PROBLEM REQUIREMENTS: Count the lines in the listing below that contain the string "clicks", with case taken into account, and reply with that number alone.
EXERCISE MATERIAL section start
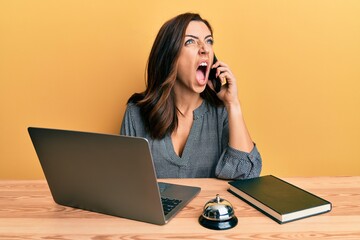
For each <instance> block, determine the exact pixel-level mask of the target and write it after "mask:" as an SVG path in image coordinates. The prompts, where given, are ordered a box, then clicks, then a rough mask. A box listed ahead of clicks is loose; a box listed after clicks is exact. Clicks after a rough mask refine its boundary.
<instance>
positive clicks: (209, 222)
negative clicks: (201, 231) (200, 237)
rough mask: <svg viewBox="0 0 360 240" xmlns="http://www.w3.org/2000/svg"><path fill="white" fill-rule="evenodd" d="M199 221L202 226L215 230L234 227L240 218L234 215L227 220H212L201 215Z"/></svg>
mask: <svg viewBox="0 0 360 240" xmlns="http://www.w3.org/2000/svg"><path fill="white" fill-rule="evenodd" d="M199 223H200V225H201V226H203V227H205V228H209V229H213V230H226V229H230V228H233V227H235V226H236V225H237V223H238V220H237V217H235V216H234V217H232V218H231V219H229V220H226V221H211V220H209V219H206V218H204V217H203V216H202V215H201V216H200V217H199Z"/></svg>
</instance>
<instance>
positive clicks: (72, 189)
mask: <svg viewBox="0 0 360 240" xmlns="http://www.w3.org/2000/svg"><path fill="white" fill-rule="evenodd" d="M28 132H29V135H30V137H31V140H32V143H33V145H34V148H35V151H36V153H37V156H38V158H39V161H40V164H41V167H42V169H43V172H44V175H45V178H46V180H47V183H48V185H49V188H50V191H51V194H52V197H53V199H54V201H55V202H56V203H57V204H60V205H64V206H69V207H74V208H79V209H83V210H88V211H93V212H98V213H103V214H107V215H112V216H117V217H122V218H127V219H133V220H137V221H142V222H148V223H153V224H157V225H164V224H166V223H167V222H168V221H169V220H170V219H171V218H173V217H174V216H175V215H176V214H177V213H178V212H179V211H180V210H181V209H182V208H183V207H185V206H186V205H187V204H188V203H189V202H190V201H191V200H192V199H193V198H194V197H195V196H196V195H197V194H198V193H199V192H200V188H199V187H195V186H184V185H176V184H170V183H165V182H158V181H157V178H156V172H155V168H154V164H153V161H152V156H151V151H150V147H149V143H148V141H147V139H145V138H140V137H129V136H121V135H110V134H100V133H89V132H79V131H70V130H60V129H47V128H38V127H29V128H28Z"/></svg>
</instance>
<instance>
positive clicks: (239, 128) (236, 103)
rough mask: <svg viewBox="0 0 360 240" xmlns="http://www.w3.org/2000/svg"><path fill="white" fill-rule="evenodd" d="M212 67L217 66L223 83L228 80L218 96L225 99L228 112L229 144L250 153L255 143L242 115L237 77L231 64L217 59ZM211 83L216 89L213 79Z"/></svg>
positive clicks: (220, 78) (220, 77) (237, 148)
mask: <svg viewBox="0 0 360 240" xmlns="http://www.w3.org/2000/svg"><path fill="white" fill-rule="evenodd" d="M212 67H213V68H217V70H216V76H219V78H220V80H221V81H222V83H223V82H224V81H225V80H226V84H225V85H223V86H222V87H221V90H220V92H219V93H218V94H217V96H218V97H219V99H220V100H222V101H223V103H224V105H225V107H226V110H227V112H228V120H229V145H230V146H231V147H233V148H235V149H238V150H240V151H244V152H248V153H249V152H251V150H252V149H253V147H254V143H253V142H252V140H251V137H250V134H249V132H248V130H247V128H246V125H245V121H244V118H243V115H242V110H241V106H240V101H239V98H238V91H237V85H236V78H235V76H234V74H233V73H232V72H231V70H230V68H229V66H228V65H226V64H225V63H223V62H220V61H217V62H216V63H215V64H214V65H213V66H212ZM209 84H210V87H211V88H212V89H214V88H213V85H212V83H211V81H209Z"/></svg>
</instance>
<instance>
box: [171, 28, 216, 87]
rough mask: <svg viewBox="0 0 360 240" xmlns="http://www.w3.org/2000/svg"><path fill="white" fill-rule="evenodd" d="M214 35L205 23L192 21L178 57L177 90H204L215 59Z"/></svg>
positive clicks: (183, 42)
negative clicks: (213, 37) (206, 25)
mask: <svg viewBox="0 0 360 240" xmlns="http://www.w3.org/2000/svg"><path fill="white" fill-rule="evenodd" d="M212 47H213V36H212V35H211V32H210V30H209V28H208V27H207V26H206V24H205V23H203V22H201V21H191V22H190V23H189V25H188V27H187V28H186V31H185V39H184V42H183V46H182V49H181V50H180V56H179V59H178V68H177V80H176V82H175V90H182V91H183V90H187V91H192V92H196V93H201V92H202V91H204V89H205V87H206V84H207V81H208V76H209V72H210V68H211V66H212V61H213V56H214V53H213V48H212Z"/></svg>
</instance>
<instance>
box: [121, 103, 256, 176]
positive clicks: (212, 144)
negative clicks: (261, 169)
mask: <svg viewBox="0 0 360 240" xmlns="http://www.w3.org/2000/svg"><path fill="white" fill-rule="evenodd" d="M120 134H121V135H127V136H138V137H144V138H146V139H147V140H148V141H149V143H150V148H151V152H152V157H153V161H154V165H155V169H156V174H157V177H158V178H209V177H210V178H214V177H217V178H222V179H245V178H252V177H258V176H259V175H260V172H261V168H262V160H261V156H260V153H259V152H258V150H257V147H256V145H255V146H254V148H253V149H252V151H251V152H250V153H246V152H242V151H239V150H236V149H234V148H232V147H230V146H229V145H228V142H229V126H228V114H227V111H226V109H225V107H213V106H211V105H210V104H208V103H207V102H206V101H205V100H204V101H203V103H202V104H201V105H200V107H198V108H197V109H195V111H194V122H193V125H192V127H191V130H190V134H189V137H188V139H187V141H186V144H185V147H184V150H183V154H182V156H181V157H179V156H178V155H177V154H176V153H175V151H174V148H173V145H172V141H171V136H170V134H167V135H166V136H165V137H164V138H163V139H161V140H158V139H153V138H152V137H151V136H150V134H149V133H148V132H147V131H146V129H145V124H144V120H143V119H142V116H141V114H140V108H139V107H138V106H136V105H135V104H134V103H129V104H128V105H127V108H126V111H125V115H124V119H123V121H122V125H121V131H120Z"/></svg>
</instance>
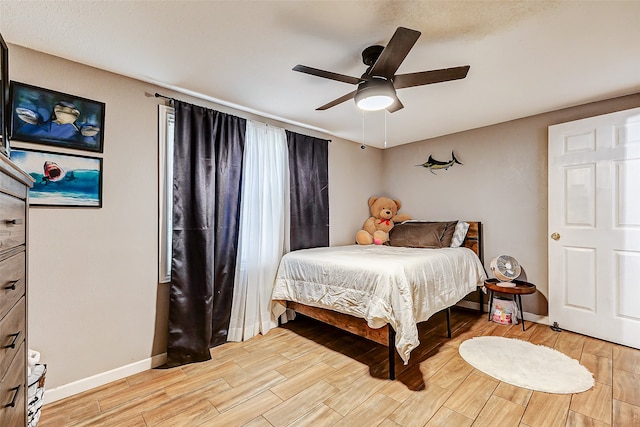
EXERCISE MATERIAL section end
RESULT OF THE EXERCISE: 10